- _Source excerpt_
########
# Getting my bazooka rebuilt



## Mudder on loverslane (Jun 28, 2011)

Hi All, this question is kinda a Ontario, Canada based one, but lets hear from everyone I need to get 2 of my bazooka's rebuilt and now that Lou's in Woodbridge has closed, who do you use?? 2Buck have you used Brian at Interiors in London?


----------



## gazman (Apr 29, 2011)

Why not have a go at it yourself? Just check out Columbias videos get the parts and go for it.


----------



## P.A. ROCKER (Jul 15, 2011)

I gotta agree with gazzy. I'm done sending my tapers to the shop. I did a massive rebuild of a half rotten puss-case and it turned out great. Just did some work to a Columbia I have and now the Tape Tech is due for some washers and bushings.


----------



## 2buckcanuck (Jul 9, 2010)

Mudder on loverslane said:


> Hi All, this question is kinda a Ontario, Canada based one, but lets hear from everyone I need to get 2 of my bazooka's rebuilt and now that Lou's in Woodbridge has closed, who do you use?? 2Buck have you used Brian at Interiors in London?


Yes I use Brian at Winroc

But I'm also one of those type of guys that wont even change my own oil on my car, or any other mechanical work, I suck at it. Hell, I'm so lazy, I will even drop my zook off to him to repair, if the cable breaks, and that's a easy repair

If your looking to just tune your zook up, and your the mechanical type, then like the other guys on this site, I would recommend doing it yourself. To be honest, if it's just a basic tune up on the zook (replacing parts) Brian just gets his daughter to do it. But if there is something majorly wrong with your zook, where it don't work or something, Then he takes over.

Only other thing I can tell you is,, I have sat in his shop at his house drinking his brown pop, watching him work on tools. He gets tools sent to him from all over the place to work on. If he gets too swamped with orders, his daughter does the zooks, b/c in his words their straight foreword to do. Well the angle head and box re-builds need more attention to detail and finesse done to them. So he always does them...... 

So if your like me, and suck at fixing things, then Brian's your man:thumbup:, but if your good at mechanical stuff, then you can order the parts from him............. heres his email [email protected]


----------



## Philma Crevices (Jan 28, 2012)

Went into Ames the other day to price a few parts thinking I could come out with a good deal.... unfugging believalbe what they wanted to charge. Ill post some comparable prices when I get home later


----------



## Philma Crevices (Jan 28, 2012)

Ok so I picked up a DM zook that's missing a few parts but besides that is clean and almost new like condition. Went into Ames to see if I could get a hook up through them (after pricing from Allwall), cause all the parts needed are interchangeable :whistling2:

Ames Price Allwall
Pushrod 72.59  51.31
Entire Piston Cup Asmbly 196.99 About $40 for Columbia parts
Entire Cover Plate Asmbly 235.85 Close to 120

I looked at the clerk and had to laugh and gtf out of there. That's close to half the price of a new gun


----------
########
- _Material supplied_
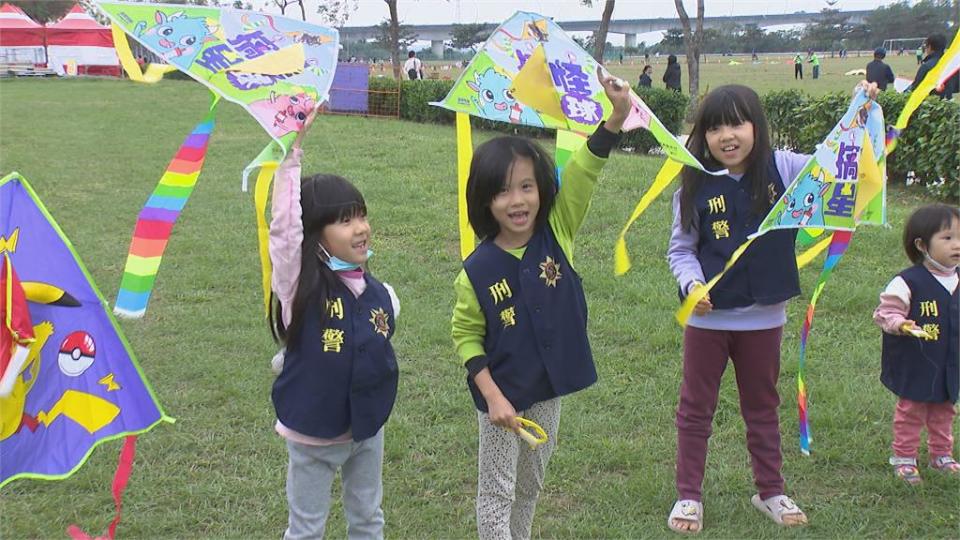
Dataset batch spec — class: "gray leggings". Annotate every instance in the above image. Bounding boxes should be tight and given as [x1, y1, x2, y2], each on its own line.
[477, 398, 560, 540]
[283, 428, 383, 540]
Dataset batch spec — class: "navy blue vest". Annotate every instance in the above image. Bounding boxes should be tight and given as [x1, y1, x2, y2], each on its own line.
[880, 265, 960, 403]
[694, 155, 800, 309]
[273, 274, 397, 441]
[463, 226, 597, 412]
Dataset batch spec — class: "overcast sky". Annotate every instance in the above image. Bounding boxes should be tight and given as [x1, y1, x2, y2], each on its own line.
[253, 0, 893, 26]
[252, 0, 895, 47]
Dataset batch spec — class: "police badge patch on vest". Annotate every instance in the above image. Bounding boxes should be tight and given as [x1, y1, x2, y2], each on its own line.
[539, 255, 563, 287]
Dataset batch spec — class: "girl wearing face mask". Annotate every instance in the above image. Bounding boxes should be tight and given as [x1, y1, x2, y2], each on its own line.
[873, 204, 960, 485]
[270, 107, 400, 539]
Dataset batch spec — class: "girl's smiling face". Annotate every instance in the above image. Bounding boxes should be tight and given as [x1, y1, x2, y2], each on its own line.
[704, 120, 753, 174]
[320, 214, 370, 264]
[490, 156, 540, 249]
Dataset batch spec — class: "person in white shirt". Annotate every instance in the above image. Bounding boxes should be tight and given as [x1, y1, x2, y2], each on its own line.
[403, 51, 423, 80]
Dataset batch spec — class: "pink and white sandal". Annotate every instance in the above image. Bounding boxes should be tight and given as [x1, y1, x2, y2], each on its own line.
[890, 457, 923, 486]
[930, 456, 960, 474]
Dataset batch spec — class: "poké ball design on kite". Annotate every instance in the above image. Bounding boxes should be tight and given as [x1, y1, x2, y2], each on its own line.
[57, 330, 97, 377]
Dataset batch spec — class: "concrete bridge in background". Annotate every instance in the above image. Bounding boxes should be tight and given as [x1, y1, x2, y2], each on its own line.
[340, 10, 872, 58]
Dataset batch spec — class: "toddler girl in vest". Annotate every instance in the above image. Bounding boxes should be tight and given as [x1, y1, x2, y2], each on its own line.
[269, 107, 400, 539]
[452, 70, 630, 538]
[873, 204, 960, 484]
[667, 81, 876, 533]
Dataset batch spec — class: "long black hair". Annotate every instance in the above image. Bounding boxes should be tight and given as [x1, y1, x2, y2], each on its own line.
[903, 203, 960, 264]
[680, 84, 773, 231]
[270, 174, 367, 349]
[467, 136, 557, 240]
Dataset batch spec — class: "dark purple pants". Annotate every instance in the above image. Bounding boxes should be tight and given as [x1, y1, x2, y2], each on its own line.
[677, 326, 783, 501]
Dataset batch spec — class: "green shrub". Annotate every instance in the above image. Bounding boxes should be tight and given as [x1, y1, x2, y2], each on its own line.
[760, 89, 810, 148]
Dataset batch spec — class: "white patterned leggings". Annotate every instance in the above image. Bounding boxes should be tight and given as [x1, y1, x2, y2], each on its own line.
[477, 398, 560, 540]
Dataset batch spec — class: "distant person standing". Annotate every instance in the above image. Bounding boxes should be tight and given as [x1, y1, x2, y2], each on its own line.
[807, 51, 820, 80]
[906, 34, 960, 99]
[663, 54, 680, 93]
[639, 64, 653, 88]
[867, 47, 894, 91]
[403, 51, 423, 81]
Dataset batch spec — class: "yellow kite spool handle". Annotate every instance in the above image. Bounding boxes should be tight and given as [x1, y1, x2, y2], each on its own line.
[517, 416, 547, 448]
[900, 323, 933, 341]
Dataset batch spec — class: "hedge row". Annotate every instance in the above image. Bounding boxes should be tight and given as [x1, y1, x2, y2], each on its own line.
[369, 77, 960, 200]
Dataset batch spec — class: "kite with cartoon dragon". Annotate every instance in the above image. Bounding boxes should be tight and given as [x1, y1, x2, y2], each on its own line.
[431, 11, 727, 258]
[97, 2, 339, 317]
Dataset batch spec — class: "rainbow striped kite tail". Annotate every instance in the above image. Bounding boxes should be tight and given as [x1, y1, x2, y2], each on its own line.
[113, 106, 218, 318]
[797, 379, 811, 456]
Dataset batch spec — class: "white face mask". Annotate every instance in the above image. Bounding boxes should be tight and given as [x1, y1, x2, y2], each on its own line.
[317, 244, 373, 272]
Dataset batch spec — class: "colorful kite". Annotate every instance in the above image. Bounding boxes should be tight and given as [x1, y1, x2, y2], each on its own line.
[677, 89, 887, 454]
[0, 173, 173, 486]
[432, 11, 727, 258]
[887, 33, 960, 154]
[98, 2, 339, 317]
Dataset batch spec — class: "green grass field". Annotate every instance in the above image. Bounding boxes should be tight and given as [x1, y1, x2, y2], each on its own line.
[0, 77, 960, 539]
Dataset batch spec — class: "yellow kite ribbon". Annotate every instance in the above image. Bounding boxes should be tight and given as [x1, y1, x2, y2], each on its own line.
[613, 158, 683, 276]
[517, 416, 549, 448]
[110, 24, 177, 83]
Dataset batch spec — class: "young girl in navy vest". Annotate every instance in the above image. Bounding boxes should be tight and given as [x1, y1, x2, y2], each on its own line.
[452, 77, 630, 539]
[667, 81, 876, 533]
[270, 107, 400, 539]
[873, 204, 960, 484]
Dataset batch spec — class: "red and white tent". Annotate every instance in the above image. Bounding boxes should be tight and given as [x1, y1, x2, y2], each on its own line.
[0, 4, 46, 64]
[47, 5, 120, 77]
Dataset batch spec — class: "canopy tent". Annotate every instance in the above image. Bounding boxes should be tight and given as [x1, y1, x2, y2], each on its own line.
[0, 4, 46, 64]
[47, 5, 120, 77]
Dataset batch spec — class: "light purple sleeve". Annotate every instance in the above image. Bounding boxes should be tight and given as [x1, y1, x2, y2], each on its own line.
[667, 189, 706, 293]
[773, 150, 810, 188]
[269, 148, 303, 326]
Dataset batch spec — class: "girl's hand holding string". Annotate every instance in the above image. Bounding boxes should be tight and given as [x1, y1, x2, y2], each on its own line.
[597, 66, 633, 133]
[690, 281, 713, 315]
[487, 394, 522, 431]
[853, 79, 880, 100]
[473, 367, 521, 431]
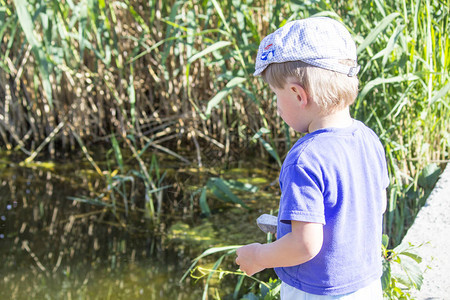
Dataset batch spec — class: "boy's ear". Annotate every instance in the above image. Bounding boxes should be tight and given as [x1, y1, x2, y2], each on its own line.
[289, 83, 309, 106]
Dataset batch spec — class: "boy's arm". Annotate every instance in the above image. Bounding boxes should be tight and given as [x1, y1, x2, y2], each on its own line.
[236, 221, 323, 276]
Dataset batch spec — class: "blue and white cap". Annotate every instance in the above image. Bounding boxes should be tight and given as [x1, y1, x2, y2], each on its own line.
[254, 17, 360, 77]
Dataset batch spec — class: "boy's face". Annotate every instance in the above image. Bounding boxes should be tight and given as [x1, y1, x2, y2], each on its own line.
[270, 83, 311, 133]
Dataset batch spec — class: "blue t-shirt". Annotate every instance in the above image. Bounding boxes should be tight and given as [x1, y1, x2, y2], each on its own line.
[275, 120, 389, 295]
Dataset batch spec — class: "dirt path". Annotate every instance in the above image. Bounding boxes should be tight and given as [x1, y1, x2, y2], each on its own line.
[403, 164, 450, 300]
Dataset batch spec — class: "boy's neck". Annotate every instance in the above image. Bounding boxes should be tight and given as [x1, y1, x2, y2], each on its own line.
[308, 106, 353, 133]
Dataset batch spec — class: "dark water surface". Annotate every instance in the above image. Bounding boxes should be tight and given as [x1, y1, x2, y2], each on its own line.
[0, 157, 276, 300]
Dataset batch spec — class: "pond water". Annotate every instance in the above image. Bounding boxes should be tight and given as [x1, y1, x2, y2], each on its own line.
[0, 157, 277, 300]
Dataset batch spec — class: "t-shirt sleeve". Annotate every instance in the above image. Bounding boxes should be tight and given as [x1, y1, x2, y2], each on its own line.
[279, 165, 325, 224]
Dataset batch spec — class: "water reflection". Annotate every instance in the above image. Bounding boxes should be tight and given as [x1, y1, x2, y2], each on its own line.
[0, 164, 202, 299]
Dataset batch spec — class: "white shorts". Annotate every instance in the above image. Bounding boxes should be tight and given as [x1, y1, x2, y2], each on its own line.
[281, 280, 383, 300]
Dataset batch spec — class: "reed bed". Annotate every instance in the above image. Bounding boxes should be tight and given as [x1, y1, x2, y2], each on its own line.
[0, 0, 450, 243]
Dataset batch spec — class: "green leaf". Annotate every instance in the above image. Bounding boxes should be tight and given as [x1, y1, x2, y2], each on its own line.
[14, 0, 53, 107]
[382, 234, 389, 248]
[207, 177, 249, 208]
[417, 163, 441, 189]
[430, 82, 450, 108]
[188, 41, 231, 64]
[199, 187, 211, 216]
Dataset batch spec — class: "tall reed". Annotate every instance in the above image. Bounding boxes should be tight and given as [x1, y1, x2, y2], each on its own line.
[0, 0, 450, 243]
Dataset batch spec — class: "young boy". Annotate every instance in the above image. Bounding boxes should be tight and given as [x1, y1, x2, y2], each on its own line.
[236, 17, 389, 300]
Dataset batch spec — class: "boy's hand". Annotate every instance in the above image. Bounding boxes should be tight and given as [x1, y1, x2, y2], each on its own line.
[236, 243, 265, 276]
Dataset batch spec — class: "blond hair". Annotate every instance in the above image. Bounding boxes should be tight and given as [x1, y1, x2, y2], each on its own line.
[261, 60, 358, 113]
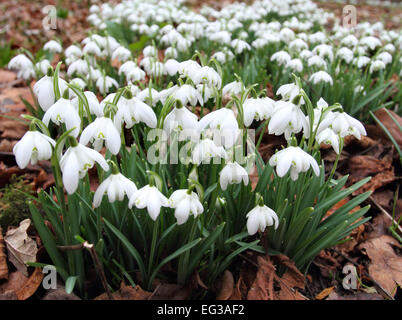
########
- _Exercise task_
In the forum thread on bazooka rebuilds, who handles basic tune-ups on zooks sent to Brian? Answer using only the forum thread on bazooka rebuilds, not the material.

- _Complete answer_
Brian's daughter does the basic tune-ups.